[Referring expression pointing data]
--
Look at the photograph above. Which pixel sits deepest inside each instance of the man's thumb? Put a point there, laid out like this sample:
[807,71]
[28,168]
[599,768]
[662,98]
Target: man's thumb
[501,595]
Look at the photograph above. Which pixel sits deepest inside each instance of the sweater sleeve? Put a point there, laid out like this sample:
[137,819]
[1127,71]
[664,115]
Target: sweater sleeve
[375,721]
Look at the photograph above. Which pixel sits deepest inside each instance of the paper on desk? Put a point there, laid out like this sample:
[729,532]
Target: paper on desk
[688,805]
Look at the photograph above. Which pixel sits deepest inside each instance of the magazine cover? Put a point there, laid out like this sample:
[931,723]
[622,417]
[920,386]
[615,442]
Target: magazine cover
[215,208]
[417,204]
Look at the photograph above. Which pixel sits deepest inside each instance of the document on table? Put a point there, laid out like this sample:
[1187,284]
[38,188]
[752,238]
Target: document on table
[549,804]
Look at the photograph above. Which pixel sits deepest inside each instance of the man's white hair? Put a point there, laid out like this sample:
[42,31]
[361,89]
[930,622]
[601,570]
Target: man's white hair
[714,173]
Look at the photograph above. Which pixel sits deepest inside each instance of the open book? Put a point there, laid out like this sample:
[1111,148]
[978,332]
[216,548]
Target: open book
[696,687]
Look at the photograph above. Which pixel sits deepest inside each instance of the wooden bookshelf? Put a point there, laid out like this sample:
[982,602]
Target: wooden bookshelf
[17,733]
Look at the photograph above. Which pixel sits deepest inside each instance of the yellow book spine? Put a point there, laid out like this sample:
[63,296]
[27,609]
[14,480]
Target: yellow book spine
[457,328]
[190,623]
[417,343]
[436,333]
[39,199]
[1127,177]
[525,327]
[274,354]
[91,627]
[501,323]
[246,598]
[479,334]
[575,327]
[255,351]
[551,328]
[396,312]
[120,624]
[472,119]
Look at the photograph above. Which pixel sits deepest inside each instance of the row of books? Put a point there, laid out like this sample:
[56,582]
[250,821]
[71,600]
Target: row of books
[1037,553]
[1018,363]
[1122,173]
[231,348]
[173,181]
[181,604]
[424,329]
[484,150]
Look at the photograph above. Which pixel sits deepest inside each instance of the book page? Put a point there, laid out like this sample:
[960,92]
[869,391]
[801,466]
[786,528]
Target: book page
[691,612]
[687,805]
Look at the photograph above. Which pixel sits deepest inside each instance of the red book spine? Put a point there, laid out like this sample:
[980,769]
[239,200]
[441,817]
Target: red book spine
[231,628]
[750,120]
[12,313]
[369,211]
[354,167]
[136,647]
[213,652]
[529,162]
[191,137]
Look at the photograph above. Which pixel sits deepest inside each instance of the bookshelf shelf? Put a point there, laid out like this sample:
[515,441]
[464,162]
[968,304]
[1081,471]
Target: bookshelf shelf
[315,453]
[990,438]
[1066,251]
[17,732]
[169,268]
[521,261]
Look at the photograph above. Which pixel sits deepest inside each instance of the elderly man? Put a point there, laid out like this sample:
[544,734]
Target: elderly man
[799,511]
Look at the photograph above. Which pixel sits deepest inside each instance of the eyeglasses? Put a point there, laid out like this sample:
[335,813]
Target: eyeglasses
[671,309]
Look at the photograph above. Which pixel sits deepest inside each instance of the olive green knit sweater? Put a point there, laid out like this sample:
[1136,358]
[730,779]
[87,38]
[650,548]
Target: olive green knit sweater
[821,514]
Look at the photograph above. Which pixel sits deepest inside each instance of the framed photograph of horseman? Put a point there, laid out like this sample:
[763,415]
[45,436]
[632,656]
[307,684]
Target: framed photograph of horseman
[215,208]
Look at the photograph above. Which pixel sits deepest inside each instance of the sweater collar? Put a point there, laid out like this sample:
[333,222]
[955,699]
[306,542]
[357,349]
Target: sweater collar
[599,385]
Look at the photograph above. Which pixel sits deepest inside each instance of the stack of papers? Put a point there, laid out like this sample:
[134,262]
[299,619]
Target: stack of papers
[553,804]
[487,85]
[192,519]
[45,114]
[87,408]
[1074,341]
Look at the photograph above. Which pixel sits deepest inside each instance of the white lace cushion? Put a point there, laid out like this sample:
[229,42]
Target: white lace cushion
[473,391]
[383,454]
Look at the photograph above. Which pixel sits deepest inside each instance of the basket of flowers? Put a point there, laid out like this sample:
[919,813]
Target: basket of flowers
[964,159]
--
→ What the exercise asks:
Please give back all of the data exactly as it appears.

→ Task output:
Look at the photograph above. Which pixel sits deepest inside each instance of the man's thumb? Put a point there, laid out like this sample:
[807,71]
[28,168]
[599,768]
[662,98]
Target: man's thumb
[501,595]
Look at the photograph above. Which pixel sits deepest inside each instance of the sweater sleeve? Put a point there, laid out like this sample:
[137,819]
[1127,71]
[664,115]
Target: sweater sleeve
[375,721]
Look at the photograph above. Which pixel sits deepest inside each instance of the paper on desk? Put a point there, laid out like this sample:
[729,532]
Target: paper on desk
[688,805]
Look at the photograph above. Which pixel sits deepest inside each instance of the magazine cover? Put a point there, laid out like this sample:
[931,723]
[622,417]
[920,386]
[615,442]
Target: magazine cover
[215,208]
[417,204]
Look at the photograph above. Which pixel sits deepest inside each instance of the document on table? Put a point there, laid out like this sample:
[1187,284]
[38,188]
[752,238]
Target: document on table
[549,804]
Look at the photograph above. Which pixel sits deepest inside each instance of the man's white hair? Put a point there, laid out like this sample:
[42,31]
[361,89]
[930,622]
[601,570]
Target: man's white hair
[714,173]
Look at the photograph above. Which pixel sits deepest inside each instance of the open book? Put a point there, laid out like this sample:
[1111,148]
[978,332]
[216,548]
Target: open book
[696,687]
Look at the photograph above. Which pixel sits deepest inside each instance of the wooden bookshelf? Put a point there, laid out like this sample:
[982,602]
Target: wooden bookshelf
[17,733]
Look at the photograph above. Which pixel sits deepest inside each instance of the yellow book spine? Put a point there, laid out like this sample:
[63,296]
[27,609]
[14,480]
Target: yellow book spine
[457,328]
[190,623]
[417,343]
[436,333]
[39,199]
[1127,177]
[525,327]
[274,354]
[91,627]
[501,323]
[246,598]
[479,334]
[575,327]
[255,351]
[551,328]
[396,312]
[120,624]
[472,119]
Look at the photograph above. Which pixel sits deepest inside each instance of the row of books? Put a point there, laid out like this sample:
[56,582]
[250,821]
[71,600]
Target: row of books
[1037,553]
[1018,363]
[1122,173]
[231,348]
[173,181]
[181,604]
[424,329]
[484,150]
Look at the photograph above. Which pixel sits deepest inside each instance of the book page? Put a point there, laid out like this sample:
[960,92]
[869,391]
[801,466]
[786,528]
Target: book page
[691,612]
[687,805]
Look at the photograph above. Which pixel sits deepest inside each instance of the red book spine? Put a point there, laid out like this sample:
[980,769]
[239,200]
[441,817]
Target: red book spine
[231,628]
[750,120]
[12,313]
[369,211]
[354,167]
[136,647]
[213,652]
[529,162]
[191,137]
Look at the photograph above. Which pixel sits deepest inside each instance of the bookshelf shelf? Put a point there, laid out like this sample:
[515,441]
[464,162]
[968,304]
[1081,471]
Target: bookshelf shelf
[315,453]
[990,438]
[1066,251]
[17,732]
[169,268]
[521,261]
Look at the photograph above. Which pixel sits deepest inside each instance of the elderly man? Put a point there, laid out like this sample:
[544,734]
Target: elderly man
[799,511]
Look at the photograph above. Which pixel sits deepest inside each instance of the eyeglasses? Put a point there, laid out like this sample:
[335,813]
Target: eyeglasses
[671,309]
Look at the photograph above. Which pixel sits deepest inside each instance of the olive green knit sweater? Put a point there, laid out like this sample:
[1136,358]
[730,779]
[87,38]
[650,548]
Target: olive green knit sweater
[821,514]
Look at the photograph above. Which pixel sits deepest inside each instance of the framed photograph of horseman? Put a point there, laid out like this sample:
[763,415]
[45,436]
[632,656]
[307,684]
Target: framed photograph of horseman
[215,208]
Look at the photograph above. Which pixel sits deepest inside each instance of the sweater collar? Put a point there, laid out like this sample:
[333,222]
[955,699]
[306,542]
[357,349]
Target: sweater collar
[599,385]
Look at the photograph above. Which pixel sits deepest inside each instance of the stack of papers? Put a point there, laid out like this sample:
[134,262]
[299,619]
Target: stack of papers
[553,804]
[487,85]
[192,519]
[45,114]
[87,408]
[1074,341]
Look at the photograph above. Which pixel sits deepest inside each instance of the white lace cushion? Put a point there, laid out like this sample:
[229,42]
Target: white lace cushion
[473,391]
[383,454]
Look at the photograph above. Which pixel sits deepest inside each instance of the basket of flowers? Put a point there, laid out like this sample:
[919,813]
Target: basket of flowers
[964,159]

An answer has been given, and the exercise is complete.